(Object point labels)
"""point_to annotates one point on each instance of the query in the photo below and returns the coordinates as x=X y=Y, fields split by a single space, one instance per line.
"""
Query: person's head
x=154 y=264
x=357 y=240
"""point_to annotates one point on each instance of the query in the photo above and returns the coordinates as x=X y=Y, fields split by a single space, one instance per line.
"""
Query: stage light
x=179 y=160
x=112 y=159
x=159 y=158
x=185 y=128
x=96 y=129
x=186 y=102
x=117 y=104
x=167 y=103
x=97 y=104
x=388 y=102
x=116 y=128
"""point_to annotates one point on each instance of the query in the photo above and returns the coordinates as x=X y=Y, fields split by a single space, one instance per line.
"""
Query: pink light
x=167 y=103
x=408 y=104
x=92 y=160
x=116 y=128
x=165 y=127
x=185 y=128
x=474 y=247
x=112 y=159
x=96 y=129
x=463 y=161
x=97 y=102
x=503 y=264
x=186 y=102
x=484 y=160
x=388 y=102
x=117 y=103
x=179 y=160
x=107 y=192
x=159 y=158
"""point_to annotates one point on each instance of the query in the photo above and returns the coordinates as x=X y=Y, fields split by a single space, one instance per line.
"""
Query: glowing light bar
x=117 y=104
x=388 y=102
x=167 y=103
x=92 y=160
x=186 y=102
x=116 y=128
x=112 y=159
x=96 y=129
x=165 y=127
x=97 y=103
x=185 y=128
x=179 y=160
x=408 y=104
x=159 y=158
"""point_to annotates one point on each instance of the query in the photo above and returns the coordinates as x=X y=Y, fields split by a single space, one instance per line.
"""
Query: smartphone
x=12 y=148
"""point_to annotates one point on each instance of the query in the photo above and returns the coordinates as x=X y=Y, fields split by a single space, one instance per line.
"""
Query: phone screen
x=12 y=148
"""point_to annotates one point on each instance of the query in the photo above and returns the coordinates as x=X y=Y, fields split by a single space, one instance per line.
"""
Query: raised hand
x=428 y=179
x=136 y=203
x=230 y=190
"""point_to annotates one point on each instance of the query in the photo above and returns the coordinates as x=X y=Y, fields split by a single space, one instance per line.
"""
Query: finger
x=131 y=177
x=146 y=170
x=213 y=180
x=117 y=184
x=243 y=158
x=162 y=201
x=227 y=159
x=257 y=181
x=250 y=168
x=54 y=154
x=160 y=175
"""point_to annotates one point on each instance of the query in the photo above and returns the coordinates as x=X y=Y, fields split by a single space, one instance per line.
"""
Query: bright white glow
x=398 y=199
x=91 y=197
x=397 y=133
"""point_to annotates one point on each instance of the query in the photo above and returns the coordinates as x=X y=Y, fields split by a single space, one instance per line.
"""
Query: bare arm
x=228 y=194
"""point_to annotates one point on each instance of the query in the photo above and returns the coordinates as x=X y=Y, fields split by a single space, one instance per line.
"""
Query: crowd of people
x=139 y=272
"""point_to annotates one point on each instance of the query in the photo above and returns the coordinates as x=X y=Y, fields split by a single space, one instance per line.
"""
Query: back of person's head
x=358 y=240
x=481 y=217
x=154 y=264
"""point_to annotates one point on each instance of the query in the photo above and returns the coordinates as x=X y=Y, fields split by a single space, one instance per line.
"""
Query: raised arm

• **WHAT TO WORK ON**
Update the stretch from the start of the lines through the line containing "x=357 y=240" by replacing "person's head" with "human head" and leaving all else unchanged. Return only that stretch.

• **SOLUTION FOR THIS PROBLEM**
"""point_to annotates one point on each instance of the query in the photo below and returns the coordinates as x=X y=Y, fields split by a single space, one instance per line.
"""
Query: human head
x=154 y=264
x=357 y=240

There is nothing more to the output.